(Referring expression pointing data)
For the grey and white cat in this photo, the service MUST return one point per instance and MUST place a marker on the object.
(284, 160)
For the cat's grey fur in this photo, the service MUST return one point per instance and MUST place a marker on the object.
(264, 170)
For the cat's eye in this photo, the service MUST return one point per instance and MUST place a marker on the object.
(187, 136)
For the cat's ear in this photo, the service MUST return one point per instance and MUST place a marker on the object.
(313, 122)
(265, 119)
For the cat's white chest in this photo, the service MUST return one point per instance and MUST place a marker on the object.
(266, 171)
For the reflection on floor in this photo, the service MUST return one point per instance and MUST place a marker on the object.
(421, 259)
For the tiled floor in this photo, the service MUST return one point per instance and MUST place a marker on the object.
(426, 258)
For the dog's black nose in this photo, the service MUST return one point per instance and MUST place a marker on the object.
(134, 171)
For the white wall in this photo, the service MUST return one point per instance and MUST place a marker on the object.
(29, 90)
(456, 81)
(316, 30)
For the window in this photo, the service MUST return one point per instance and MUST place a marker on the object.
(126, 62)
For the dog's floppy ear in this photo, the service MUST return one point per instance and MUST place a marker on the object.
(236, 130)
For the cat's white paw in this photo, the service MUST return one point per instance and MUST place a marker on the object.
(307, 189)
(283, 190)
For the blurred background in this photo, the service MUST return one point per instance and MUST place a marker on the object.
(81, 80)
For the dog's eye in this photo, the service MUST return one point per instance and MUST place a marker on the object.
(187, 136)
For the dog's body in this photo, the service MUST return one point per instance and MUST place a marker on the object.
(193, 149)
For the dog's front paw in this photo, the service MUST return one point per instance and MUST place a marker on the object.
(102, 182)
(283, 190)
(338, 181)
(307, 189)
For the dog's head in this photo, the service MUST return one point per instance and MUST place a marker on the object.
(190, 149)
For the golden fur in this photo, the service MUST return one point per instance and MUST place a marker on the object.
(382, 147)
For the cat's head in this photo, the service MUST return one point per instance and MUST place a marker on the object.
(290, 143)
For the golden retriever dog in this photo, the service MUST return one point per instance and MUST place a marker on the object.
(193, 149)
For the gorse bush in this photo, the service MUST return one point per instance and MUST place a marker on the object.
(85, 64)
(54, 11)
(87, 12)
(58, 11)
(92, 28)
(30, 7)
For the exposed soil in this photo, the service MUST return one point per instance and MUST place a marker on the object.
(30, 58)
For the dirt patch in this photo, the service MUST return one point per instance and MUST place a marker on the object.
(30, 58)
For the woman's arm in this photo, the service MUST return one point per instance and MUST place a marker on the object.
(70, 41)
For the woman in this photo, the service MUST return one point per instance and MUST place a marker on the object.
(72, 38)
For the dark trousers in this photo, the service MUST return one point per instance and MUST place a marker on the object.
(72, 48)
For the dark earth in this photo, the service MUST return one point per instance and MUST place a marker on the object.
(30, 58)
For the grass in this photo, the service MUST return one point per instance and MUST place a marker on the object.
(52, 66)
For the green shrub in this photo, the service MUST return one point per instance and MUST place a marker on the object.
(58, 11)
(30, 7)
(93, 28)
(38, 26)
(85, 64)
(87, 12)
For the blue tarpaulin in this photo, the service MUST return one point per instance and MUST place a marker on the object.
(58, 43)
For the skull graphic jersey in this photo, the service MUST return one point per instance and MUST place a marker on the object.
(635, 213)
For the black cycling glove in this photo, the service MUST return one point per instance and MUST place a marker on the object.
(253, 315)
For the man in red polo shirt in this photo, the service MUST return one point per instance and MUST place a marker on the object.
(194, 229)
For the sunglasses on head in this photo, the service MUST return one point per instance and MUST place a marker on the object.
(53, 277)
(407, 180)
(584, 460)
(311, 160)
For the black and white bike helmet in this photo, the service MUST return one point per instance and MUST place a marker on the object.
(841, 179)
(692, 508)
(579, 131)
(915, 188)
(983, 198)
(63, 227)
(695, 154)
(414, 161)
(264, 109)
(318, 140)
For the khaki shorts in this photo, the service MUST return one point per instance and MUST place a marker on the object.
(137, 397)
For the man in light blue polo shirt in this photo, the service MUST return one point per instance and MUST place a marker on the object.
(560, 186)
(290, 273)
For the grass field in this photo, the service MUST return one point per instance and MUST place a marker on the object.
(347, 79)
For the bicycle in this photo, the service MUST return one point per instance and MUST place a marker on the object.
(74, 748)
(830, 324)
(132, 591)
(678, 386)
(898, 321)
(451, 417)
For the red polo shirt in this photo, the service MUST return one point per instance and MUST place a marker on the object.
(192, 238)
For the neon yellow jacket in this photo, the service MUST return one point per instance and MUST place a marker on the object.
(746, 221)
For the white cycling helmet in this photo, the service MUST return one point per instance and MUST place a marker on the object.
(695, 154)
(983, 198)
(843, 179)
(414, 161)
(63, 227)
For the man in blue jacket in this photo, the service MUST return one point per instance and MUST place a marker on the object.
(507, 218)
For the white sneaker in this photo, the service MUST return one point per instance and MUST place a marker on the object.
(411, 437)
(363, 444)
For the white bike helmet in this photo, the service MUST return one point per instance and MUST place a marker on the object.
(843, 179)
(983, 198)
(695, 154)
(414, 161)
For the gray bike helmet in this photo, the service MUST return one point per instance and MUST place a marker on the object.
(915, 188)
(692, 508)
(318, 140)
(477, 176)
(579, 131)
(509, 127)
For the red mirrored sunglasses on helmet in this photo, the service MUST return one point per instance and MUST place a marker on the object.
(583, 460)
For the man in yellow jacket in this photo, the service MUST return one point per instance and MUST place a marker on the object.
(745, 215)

(WHAT THIS TASK INVOLVES) The records above are to be duplicated in full and exactly.

(ANSWER TO THE EXERCISE)
For the grey and white cat in this photo, the service MUST return one point per instance and MUST place a marker on the object.
(284, 160)
For the cat's grey fur in this photo, the service MUST return one point per instance and MUST place a marker on the object.
(264, 170)
For the cat's eye in this photo, the service MUST return one point per instance and MUST place a marker on the object.
(187, 136)
For the cat's ear in this photo, the service MUST return one point per instance and MUST place a marker on the object.
(313, 122)
(265, 119)
For the cat's white chest in this photo, the service MUST return one point per instance and MUST place a marker on the object.
(266, 171)
For the reflection on floor in this photo, the service MUST return one point per instance and MUST place a marker on the object.
(421, 259)
For the tiled floor in this photo, the service MUST return one point per instance and MUST place a marker on the object.
(426, 258)
For the dog's black nose in this photo, the service MUST return one point per instance and MUST place a marker on the object.
(134, 171)
For the white wall in this photo, the service MUST return one point per instance and MUST place a marker on the object.
(29, 90)
(456, 81)
(316, 30)
For the window in this photo, the service MUST return one point per instance and MUST place a marker on the object.
(126, 62)
For the dog's floppy ear in this photo, the service MUST return one point per instance and MUST place a marker on the object.
(236, 130)
For the cat's white paw in this photo, the service MUST return one point per instance and MUST place a marker on the object.
(307, 189)
(283, 190)
For the blurred background in this photo, the service MUST return one point per instance and MUST place a marker on the object.
(81, 80)
For the dog's eye in this photo, the service MUST return one point per instance and MUST place a marker on the object.
(187, 136)
For the dog's body in this photo, the service MUST return one point per instance and MUST place a marker on the object.
(193, 149)
For the dog's front paw in this photo, the service MUST return one point per instance and MUST place a marker on the object.
(102, 182)
(283, 190)
(338, 181)
(307, 189)
For the dog's head in this photo, the service MUST return one point per instance and MUST place a marker on the object.
(190, 149)
For the golden fur in this photo, the service MUST return one point per instance and MUST place a marker on the object.
(382, 147)
For the cat's head in this photo, the service MUST return one point per instance and MUST place a marker on the object.
(290, 143)
For the golden retriever dog in this photo, the service MUST return one point per instance and MUST place a marker on the object.
(193, 149)
For the gorse bush in this photo, the service MUST return one point per instance and MUST place a marker on the object.
(85, 64)
(54, 11)
(87, 12)
(58, 11)
(92, 28)
(30, 7)
For the exposed soil in this photo, the service MUST return one point per instance and MUST place a marker on the object.
(30, 58)
For the dirt patch in this photo, the service MUST return one point per instance and MUST place a marker on the object.
(30, 58)
For the woman's arm in this photo, the service MUST return one point per instance and MUST place a marker on the object.
(70, 41)
For the woman in this photo, the service MUST return one point per instance and MUST place a marker on the object.
(72, 38)
For the dark trousers in this photo, the service MUST return one point per instance and MUST place a marker on the object.
(72, 48)
For the dark earth in this photo, the service MUST return one point per instance and MUST place a marker on the object.
(30, 58)
For the grass in this photo, the service MUST return one point per instance and MUST place a marker on the object.
(52, 66)
For the green shrub in this photo, the service MUST return one point per instance and MUST place a marker on the object.
(58, 11)
(30, 7)
(93, 28)
(38, 26)
(85, 64)
(87, 12)
For the blue tarpaulin in this photo, the service MUST return one point per instance and MUST place a marker on the object.
(58, 43)
For the skull graphic jersey in this photo, the service MUST return one point per instance and MUST place a marker on the object.
(635, 213)
For the black cycling glove in this photo, the service MUST return one point per instance and MUST place a marker on the object.
(253, 315)
For the man in red polo shirt in this photo, the service MUST return one point per instance and MUST place a marker on the object.
(194, 229)
For the sunglasses on head in this photo, the service MUST return one point per instance and MUST place a marker on the object.
(53, 277)
(407, 180)
(584, 460)
(311, 160)
For the black and white bike helmet in this photo, the service MUST return one point per instance and MUST place a marker on the object.
(841, 179)
(692, 508)
(579, 131)
(915, 188)
(983, 198)
(63, 227)
(695, 154)
(414, 161)
(264, 109)
(318, 140)
For the khaki shorts in this photo, the service MUST return one point per instance and MUST place a marker on the object.
(137, 397)
For the man in light blue polo shirt in this photo, the service MUST return one point per instance and MUST place a marker on the object.
(560, 186)
(290, 273)
For the grass field in this photo, the service MUST return one point per instance and MUST place a marker on the object.
(347, 79)
For the bicycle in this photo, the service MUST return one point per instance and MUST place a marker on the object.
(74, 748)
(830, 324)
(132, 591)
(678, 386)
(898, 321)
(451, 417)
For the red polo shirt in this photo, the service MUST return one point per instance and MUST place a marker on the object.
(192, 238)
For the neon yellow jacket in this photo, the service MUST return one point per instance and MUST place a marker on the object.
(746, 221)
For the white cycling helmet in this photo, the service MUST return one point per instance and MUST place a marker on the object.
(695, 154)
(983, 198)
(843, 179)
(414, 161)
(63, 227)
For the man in blue jacket in this photo, the service MUST return one point per instance and MUST place a marker on the object.
(507, 218)
For the white sneaker in this photo, the service MUST return one point per instance and MUST place a marker on the object.
(411, 437)
(363, 444)
For the white bike helmet in this photo, the service MUST return one point per instance and MUST place a marker on the object.
(843, 179)
(983, 198)
(695, 154)
(414, 161)
For the gray bike helmet in this photo, the service MUST return one point per instance and MUST place a marker on the object.
(915, 188)
(692, 508)
(318, 140)
(477, 176)
(579, 131)
(509, 127)
For the red mirrored sunglasses on helmet in this photo, the service MUST return one point per instance and MUST place a marker on the object.
(583, 460)
For the man in yellow jacket in this photo, the service MUST return one point per instance and MUST place a marker on the object.
(745, 215)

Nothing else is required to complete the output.